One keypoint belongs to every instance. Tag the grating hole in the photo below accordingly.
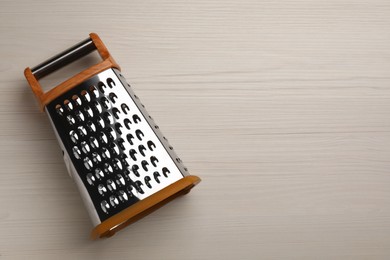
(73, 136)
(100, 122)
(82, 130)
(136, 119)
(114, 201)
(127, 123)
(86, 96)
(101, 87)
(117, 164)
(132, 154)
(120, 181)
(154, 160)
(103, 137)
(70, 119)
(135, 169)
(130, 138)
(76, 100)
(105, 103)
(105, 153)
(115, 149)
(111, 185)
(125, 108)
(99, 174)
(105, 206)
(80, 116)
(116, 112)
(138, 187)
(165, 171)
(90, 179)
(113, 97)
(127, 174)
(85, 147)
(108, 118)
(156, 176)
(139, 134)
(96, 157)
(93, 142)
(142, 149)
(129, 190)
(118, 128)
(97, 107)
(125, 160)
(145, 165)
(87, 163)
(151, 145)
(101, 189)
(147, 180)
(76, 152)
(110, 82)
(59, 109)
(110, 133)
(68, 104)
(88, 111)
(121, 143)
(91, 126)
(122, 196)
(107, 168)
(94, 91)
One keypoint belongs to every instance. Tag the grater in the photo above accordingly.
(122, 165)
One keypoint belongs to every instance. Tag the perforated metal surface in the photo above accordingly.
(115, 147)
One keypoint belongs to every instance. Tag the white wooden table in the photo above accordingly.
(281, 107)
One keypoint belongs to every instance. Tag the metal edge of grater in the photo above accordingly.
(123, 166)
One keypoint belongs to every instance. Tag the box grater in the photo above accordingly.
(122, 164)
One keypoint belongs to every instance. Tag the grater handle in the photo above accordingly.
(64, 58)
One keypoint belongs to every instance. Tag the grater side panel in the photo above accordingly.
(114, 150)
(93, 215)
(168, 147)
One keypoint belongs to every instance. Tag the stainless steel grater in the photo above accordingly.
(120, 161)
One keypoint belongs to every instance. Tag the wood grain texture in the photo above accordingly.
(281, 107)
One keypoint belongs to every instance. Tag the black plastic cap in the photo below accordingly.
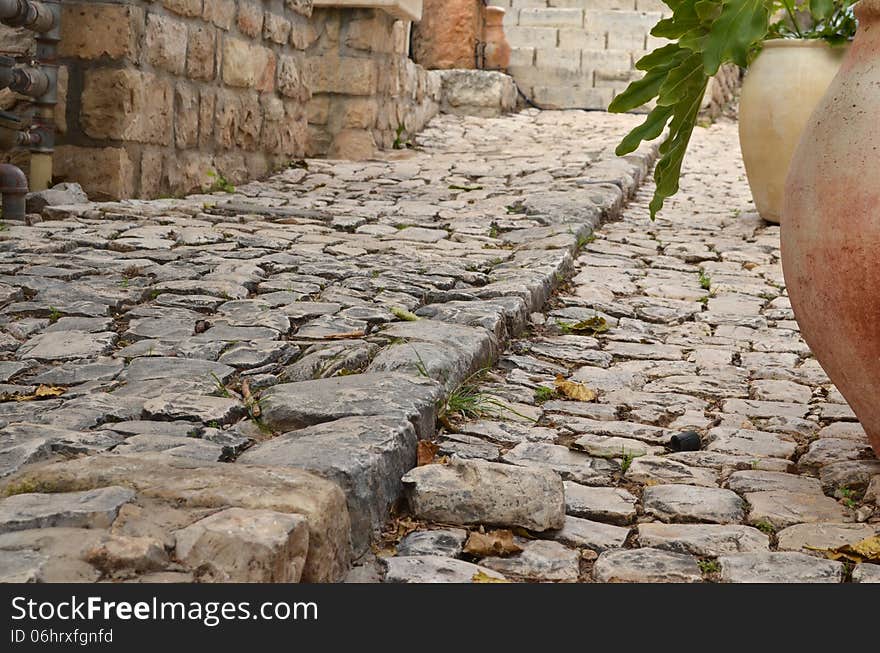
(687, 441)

···

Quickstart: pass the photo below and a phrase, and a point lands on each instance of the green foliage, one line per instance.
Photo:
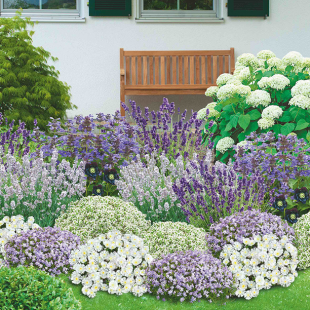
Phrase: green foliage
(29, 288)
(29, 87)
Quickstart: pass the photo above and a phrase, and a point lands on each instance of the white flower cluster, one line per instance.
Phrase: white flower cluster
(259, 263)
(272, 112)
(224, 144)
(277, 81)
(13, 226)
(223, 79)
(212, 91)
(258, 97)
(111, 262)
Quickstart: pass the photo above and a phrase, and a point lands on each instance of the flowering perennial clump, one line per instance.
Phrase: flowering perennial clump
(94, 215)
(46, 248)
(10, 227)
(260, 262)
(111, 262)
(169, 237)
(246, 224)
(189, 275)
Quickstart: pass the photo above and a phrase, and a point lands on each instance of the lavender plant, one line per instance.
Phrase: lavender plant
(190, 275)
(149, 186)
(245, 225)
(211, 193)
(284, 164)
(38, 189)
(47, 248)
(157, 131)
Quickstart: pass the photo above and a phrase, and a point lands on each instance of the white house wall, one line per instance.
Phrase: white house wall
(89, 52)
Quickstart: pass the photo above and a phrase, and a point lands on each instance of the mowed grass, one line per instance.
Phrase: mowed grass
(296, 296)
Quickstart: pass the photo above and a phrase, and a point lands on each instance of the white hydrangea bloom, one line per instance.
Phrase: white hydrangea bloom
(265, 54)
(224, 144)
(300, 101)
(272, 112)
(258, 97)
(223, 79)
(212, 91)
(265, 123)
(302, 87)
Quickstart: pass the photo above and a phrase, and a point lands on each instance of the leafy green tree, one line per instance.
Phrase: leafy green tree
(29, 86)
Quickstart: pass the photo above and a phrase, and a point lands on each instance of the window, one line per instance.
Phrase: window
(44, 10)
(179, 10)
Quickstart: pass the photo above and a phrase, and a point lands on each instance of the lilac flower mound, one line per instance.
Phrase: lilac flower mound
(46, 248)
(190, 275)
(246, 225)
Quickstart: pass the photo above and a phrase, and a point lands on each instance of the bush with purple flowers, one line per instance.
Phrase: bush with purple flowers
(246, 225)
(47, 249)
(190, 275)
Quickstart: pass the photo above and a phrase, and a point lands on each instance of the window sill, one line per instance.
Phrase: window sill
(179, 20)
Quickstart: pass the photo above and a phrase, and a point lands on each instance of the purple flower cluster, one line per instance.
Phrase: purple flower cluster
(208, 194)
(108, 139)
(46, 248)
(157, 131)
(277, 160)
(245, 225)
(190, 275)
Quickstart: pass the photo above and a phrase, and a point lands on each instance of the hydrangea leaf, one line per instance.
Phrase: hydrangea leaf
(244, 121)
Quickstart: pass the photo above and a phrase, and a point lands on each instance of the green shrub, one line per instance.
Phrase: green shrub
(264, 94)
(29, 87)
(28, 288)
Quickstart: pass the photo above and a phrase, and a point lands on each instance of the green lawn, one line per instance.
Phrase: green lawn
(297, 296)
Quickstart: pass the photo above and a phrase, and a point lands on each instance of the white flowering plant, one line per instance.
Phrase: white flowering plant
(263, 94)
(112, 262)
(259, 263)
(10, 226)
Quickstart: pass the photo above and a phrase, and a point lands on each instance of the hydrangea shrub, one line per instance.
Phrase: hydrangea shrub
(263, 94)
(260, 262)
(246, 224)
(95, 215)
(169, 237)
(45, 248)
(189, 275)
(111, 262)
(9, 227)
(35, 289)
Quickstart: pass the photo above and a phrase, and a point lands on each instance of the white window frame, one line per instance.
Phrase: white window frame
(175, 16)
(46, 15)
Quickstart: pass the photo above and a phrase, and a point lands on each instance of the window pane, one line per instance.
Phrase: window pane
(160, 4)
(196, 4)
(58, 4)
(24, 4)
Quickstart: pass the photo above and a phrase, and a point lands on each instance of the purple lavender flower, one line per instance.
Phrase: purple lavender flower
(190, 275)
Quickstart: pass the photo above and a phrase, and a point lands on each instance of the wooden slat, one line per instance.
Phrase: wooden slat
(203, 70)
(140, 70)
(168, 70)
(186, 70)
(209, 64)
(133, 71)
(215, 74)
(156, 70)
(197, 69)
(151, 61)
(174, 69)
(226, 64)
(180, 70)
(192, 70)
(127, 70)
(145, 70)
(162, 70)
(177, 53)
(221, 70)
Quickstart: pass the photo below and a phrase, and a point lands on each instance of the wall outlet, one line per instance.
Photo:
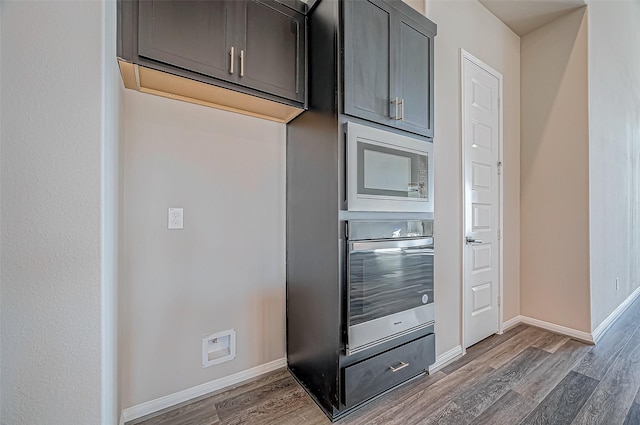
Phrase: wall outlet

···

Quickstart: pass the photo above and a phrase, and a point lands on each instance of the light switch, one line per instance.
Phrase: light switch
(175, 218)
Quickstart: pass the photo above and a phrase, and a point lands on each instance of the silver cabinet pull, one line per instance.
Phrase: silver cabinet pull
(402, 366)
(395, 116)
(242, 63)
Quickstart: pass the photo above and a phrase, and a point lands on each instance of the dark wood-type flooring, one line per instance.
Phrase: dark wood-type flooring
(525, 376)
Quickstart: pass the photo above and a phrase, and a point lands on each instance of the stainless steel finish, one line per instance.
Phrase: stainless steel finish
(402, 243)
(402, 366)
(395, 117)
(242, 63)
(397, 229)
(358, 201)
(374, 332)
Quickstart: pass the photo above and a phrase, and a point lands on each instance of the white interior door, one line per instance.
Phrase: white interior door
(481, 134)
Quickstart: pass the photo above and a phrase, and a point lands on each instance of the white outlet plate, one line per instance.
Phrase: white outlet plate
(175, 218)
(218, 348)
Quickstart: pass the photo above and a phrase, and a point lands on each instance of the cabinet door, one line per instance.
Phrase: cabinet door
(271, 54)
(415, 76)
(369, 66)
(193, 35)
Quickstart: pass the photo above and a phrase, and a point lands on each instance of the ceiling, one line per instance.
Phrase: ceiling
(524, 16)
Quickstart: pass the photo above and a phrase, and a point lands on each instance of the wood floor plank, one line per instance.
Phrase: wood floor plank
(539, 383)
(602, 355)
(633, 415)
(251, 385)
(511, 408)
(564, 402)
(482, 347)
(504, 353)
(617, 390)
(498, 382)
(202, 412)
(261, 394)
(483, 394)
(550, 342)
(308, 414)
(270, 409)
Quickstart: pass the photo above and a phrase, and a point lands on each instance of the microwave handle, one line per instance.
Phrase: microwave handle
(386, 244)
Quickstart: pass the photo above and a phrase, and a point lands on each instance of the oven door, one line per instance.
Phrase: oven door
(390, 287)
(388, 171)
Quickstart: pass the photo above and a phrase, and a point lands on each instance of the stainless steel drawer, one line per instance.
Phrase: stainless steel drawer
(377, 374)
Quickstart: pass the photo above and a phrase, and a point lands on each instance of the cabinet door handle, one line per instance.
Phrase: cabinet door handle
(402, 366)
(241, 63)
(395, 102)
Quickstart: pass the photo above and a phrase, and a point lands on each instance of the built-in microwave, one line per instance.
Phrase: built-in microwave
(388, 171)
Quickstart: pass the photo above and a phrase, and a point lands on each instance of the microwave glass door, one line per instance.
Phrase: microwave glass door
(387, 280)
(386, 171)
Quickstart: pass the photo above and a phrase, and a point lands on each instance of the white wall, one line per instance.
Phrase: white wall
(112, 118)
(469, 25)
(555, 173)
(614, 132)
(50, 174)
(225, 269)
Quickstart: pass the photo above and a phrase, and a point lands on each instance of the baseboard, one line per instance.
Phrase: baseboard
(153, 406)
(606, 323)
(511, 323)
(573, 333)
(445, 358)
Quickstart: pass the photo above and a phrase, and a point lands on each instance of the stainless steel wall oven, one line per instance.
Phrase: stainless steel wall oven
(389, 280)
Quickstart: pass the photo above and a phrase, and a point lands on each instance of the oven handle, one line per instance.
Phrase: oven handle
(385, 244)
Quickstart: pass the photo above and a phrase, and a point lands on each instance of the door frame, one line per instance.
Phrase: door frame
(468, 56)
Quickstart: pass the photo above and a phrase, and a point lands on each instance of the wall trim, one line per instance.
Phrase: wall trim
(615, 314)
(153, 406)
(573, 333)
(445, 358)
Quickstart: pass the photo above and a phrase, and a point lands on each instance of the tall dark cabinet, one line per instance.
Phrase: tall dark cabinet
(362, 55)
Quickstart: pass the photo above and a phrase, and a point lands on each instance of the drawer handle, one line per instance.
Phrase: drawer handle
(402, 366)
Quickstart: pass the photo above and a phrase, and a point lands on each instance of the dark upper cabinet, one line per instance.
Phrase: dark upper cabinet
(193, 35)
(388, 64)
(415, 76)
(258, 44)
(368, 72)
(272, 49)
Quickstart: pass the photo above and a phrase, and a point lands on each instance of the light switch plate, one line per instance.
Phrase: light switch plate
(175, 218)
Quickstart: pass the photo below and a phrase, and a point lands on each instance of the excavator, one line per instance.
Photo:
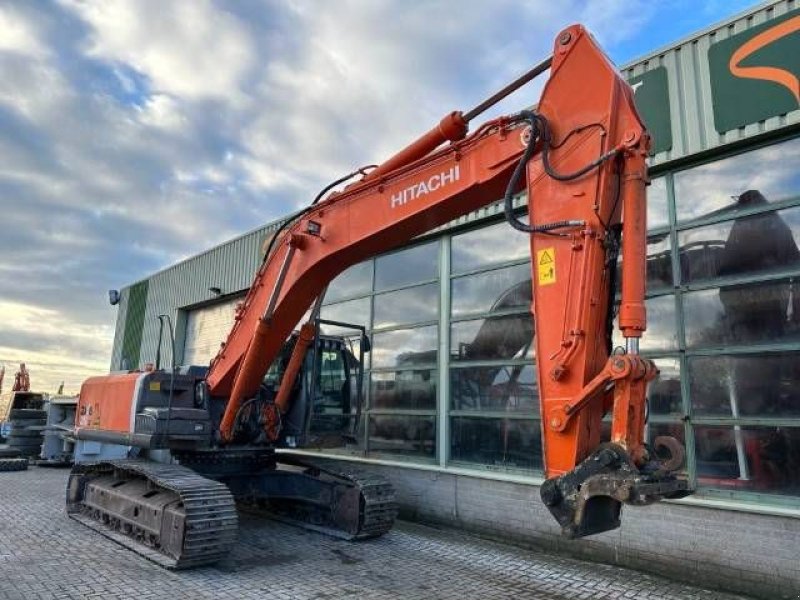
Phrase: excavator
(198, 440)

···

> **ABOUT THIS EXERCISE**: Of the lines above, extract only those from the line with "flooring, one line per instance." to the line with "finish, one line per instance.", both included, exactly as written.

> **OUTPUT FOR THIS EXERCISE**:
Quickstart: pass the photo above and a phrase, and a point lands on each instance of the dark wood-type flooring, one line per instance.
Phrase: dark wood-type flooring
(525, 376)
Quickstart: pass the photo above and a phrase, and a point lands on each instance of the stainless steel finish, one line per instance.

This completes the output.